[RECORDS SHOWN — start]

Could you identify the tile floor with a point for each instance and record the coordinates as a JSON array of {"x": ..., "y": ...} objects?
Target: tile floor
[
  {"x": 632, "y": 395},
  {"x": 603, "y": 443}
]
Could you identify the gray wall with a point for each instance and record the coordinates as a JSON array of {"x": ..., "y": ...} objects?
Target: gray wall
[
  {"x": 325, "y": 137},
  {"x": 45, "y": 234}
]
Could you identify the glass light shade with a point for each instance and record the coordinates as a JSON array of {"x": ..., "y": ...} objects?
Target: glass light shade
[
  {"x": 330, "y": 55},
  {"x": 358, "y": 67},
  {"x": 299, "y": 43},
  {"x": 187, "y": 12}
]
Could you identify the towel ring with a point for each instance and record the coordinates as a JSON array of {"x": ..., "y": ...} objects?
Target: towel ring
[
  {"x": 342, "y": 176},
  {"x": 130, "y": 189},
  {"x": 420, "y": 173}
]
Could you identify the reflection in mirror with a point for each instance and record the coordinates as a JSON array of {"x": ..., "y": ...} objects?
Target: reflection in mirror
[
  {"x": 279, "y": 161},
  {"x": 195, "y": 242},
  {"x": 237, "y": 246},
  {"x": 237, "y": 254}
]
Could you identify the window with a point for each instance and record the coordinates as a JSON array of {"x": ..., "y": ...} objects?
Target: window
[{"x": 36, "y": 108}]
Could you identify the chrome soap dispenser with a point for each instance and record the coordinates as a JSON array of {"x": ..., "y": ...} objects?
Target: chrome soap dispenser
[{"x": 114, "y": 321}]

[RECORDS SHOWN — finish]

DIRECTIONS: The line containing "Could you identify the chrome" and every line after it, through the end of the records above: output exactly those, and nothing else.

SOLUTION TO THIS EXERCISE:
Could you identify the chrome soap dispenser with a point for each instance and record the coordinates as a JSON array of {"x": ..., "y": ...} objects?
Target: chrome soap dispenser
[{"x": 114, "y": 321}]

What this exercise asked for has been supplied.